Source material:

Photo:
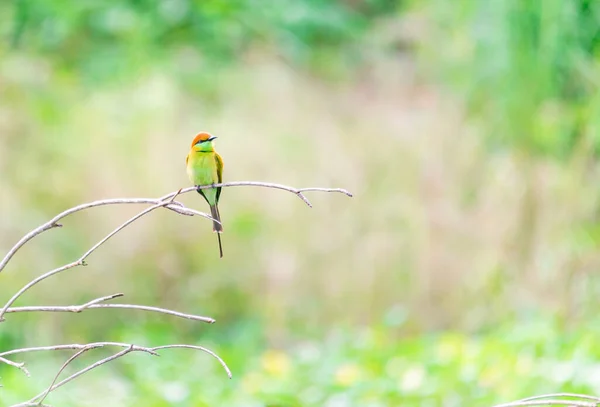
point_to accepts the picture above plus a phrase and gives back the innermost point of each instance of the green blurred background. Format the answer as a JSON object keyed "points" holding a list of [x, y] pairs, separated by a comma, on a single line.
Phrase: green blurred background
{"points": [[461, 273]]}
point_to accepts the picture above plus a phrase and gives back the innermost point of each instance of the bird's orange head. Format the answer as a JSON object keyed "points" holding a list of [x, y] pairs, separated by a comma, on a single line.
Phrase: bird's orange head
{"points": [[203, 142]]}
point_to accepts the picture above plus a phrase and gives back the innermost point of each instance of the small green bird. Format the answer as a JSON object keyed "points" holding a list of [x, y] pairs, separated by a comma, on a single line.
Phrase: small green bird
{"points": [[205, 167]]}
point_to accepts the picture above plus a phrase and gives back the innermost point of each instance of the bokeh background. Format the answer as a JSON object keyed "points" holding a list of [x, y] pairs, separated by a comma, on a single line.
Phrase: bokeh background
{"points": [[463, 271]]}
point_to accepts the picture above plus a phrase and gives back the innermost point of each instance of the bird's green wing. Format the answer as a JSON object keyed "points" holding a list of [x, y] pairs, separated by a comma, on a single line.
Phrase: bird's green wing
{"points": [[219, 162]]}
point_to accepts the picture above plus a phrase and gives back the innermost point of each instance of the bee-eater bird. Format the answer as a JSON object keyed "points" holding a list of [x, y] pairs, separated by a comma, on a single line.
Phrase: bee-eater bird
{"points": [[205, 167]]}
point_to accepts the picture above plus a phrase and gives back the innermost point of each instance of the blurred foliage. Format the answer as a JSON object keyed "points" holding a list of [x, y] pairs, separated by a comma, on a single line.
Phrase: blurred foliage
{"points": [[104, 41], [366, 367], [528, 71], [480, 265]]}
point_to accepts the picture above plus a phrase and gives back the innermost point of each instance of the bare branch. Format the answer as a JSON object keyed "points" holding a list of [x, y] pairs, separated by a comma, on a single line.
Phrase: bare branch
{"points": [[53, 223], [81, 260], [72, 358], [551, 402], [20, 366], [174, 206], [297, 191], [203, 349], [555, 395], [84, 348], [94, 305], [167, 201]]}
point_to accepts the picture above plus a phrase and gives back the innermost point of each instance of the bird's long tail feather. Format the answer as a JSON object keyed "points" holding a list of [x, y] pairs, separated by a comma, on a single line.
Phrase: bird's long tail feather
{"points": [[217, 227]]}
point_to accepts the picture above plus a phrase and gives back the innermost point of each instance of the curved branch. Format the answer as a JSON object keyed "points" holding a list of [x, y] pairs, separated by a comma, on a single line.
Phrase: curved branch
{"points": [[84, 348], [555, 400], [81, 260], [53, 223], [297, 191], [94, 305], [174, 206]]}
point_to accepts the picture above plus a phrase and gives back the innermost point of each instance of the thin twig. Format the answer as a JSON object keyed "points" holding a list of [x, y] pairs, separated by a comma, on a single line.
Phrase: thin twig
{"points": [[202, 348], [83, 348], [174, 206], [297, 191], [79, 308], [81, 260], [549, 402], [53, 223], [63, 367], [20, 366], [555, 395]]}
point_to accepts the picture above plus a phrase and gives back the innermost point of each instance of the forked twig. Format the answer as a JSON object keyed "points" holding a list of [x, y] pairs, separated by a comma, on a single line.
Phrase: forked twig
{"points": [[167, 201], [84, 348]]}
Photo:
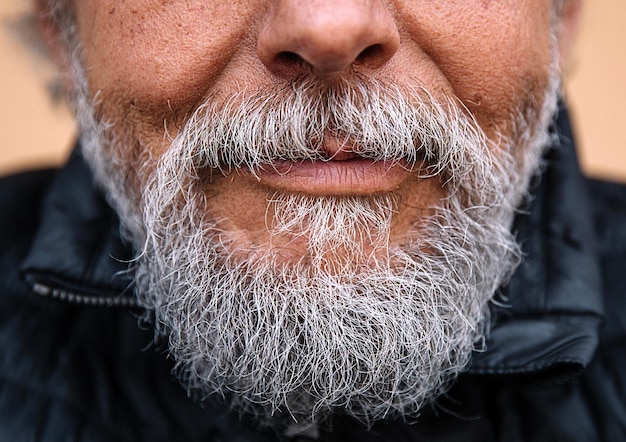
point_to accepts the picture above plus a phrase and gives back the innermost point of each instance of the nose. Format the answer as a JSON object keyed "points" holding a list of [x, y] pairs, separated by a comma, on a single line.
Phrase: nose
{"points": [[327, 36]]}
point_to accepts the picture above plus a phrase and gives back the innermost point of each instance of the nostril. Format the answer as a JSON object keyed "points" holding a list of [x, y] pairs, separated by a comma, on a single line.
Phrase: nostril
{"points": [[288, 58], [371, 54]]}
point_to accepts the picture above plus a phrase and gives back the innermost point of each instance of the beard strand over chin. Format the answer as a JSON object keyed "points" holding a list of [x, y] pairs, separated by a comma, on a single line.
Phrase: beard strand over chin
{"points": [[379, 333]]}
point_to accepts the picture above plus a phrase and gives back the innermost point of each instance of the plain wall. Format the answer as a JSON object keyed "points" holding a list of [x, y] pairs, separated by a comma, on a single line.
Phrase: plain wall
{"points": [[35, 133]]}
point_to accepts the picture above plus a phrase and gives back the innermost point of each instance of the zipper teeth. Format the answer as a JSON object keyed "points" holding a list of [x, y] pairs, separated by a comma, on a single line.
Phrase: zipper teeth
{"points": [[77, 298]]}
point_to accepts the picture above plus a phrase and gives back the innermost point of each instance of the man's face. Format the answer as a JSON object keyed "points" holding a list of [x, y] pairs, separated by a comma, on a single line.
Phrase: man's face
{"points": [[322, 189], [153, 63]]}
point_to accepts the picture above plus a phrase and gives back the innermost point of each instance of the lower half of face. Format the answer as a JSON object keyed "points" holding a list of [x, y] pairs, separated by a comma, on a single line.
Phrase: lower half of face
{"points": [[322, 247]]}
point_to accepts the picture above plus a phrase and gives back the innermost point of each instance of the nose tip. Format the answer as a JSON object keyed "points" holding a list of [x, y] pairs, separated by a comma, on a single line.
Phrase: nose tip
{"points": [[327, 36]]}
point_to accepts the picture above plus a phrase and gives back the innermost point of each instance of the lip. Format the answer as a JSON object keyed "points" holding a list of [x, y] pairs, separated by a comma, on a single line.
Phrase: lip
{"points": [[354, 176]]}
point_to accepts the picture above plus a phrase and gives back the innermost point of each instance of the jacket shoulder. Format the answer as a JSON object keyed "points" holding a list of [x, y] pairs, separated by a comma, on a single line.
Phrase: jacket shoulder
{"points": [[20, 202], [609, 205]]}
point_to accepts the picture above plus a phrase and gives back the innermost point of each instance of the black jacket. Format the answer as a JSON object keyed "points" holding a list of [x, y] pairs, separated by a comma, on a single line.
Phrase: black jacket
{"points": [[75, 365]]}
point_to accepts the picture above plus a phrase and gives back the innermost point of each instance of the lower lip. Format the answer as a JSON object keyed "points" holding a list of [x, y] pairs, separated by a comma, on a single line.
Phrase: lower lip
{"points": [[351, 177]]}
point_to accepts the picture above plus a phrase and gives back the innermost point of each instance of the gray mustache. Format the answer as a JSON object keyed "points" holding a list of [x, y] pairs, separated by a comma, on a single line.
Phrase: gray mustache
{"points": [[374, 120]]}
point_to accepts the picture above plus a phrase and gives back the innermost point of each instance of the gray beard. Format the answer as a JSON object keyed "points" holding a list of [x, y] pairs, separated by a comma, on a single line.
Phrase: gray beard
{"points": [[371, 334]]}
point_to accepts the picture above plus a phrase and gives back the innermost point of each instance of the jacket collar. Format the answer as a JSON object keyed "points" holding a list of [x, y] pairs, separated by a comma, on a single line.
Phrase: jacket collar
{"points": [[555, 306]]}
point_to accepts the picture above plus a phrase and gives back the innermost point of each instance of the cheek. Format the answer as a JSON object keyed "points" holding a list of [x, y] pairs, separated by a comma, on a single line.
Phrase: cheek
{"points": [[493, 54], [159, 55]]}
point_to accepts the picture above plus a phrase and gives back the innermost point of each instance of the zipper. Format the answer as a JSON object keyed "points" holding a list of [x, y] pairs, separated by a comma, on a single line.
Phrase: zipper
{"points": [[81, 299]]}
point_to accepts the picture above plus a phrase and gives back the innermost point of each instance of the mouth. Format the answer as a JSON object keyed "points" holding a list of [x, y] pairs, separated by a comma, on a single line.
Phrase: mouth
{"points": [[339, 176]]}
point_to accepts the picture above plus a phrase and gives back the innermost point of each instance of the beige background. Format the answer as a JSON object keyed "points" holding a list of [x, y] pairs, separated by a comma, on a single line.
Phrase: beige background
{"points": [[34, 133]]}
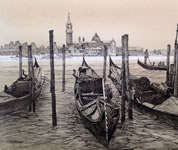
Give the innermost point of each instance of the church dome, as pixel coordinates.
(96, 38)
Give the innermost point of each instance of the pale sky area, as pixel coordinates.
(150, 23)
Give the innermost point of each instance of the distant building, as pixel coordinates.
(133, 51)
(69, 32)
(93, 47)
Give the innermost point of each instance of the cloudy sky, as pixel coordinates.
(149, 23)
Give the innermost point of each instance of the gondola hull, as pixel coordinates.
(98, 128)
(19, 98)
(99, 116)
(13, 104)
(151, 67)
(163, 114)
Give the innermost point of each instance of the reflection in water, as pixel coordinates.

Exercise objective:
Would you please copy, word for word, everything above from the line containing "of the bee-eater" down to the line containing "of the thin", those two lines included?

Reply to the task:
point_to accepts the picture above plus a phrase and gives back the innermost point of each instance of the bee-eater bird. Format the answer as a JSON object keyed "points" holding a list of [x, y] pairs, separated by a comma, on a single line.
Phrase: bee-eater bird
{"points": [[205, 167]]}
point_to accepts the picture above plus a phrase and gives back the innermost point of each instance of the blurred foliage. Format the answer as a JSON object keyed "points" holding a list of [x, y] pairs, separated by a comma, on a single line.
Phrase: blurred foliage
{"points": [[104, 41], [366, 367], [528, 71], [480, 265]]}
point_to accepts the picture above plus a phrase and gives back the innermost point of each instance of the bare branch. Format the answer as a JSON object keyed "points" holding a list of [x, y] pairs, separated by a comma, on a single line.
Phrase: bare branch
{"points": [[53, 223], [81, 260], [72, 358], [551, 402], [20, 366], [174, 206], [297, 191], [203, 349], [555, 395], [84, 348], [94, 305], [167, 201]]}
point_to accepts the picture above plus a phrase and gives back the innermost point of each instance of the bird's long tail feather. Format the answer as a JSON object keyed "points" holding a list of [x, y] pairs, separated by a comma, on a single line.
Phrase: bird's long tail feather
{"points": [[217, 227]]}
point_to accepts the picture above plus a phrase and gives back the innermost point of each instance of the curved branch. Format the answer as a JSON object keyed "points" holding a list of [x, y] pairs, separated by a comma, on a single line.
Phrase: curved branch
{"points": [[84, 348], [555, 400], [81, 260], [53, 223], [297, 191], [94, 305], [174, 206]]}
point_to accepts the picture above plus a phrase and gives back the innermost point of each instance of the thin twig. Format the answer as a JSON object keyed "points" holding a list of [x, y] pairs, separated by a comma, on a single line.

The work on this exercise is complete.